= ACTIVITY =
Your answer should be one number, the count of lines in the data that hold "query".
+++ SUPPLIED DATA
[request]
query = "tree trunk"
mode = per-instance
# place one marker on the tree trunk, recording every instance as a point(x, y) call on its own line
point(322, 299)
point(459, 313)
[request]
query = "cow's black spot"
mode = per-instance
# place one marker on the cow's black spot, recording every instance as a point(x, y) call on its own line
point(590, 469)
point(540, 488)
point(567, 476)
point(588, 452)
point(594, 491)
++++++
= RESPONSE =
2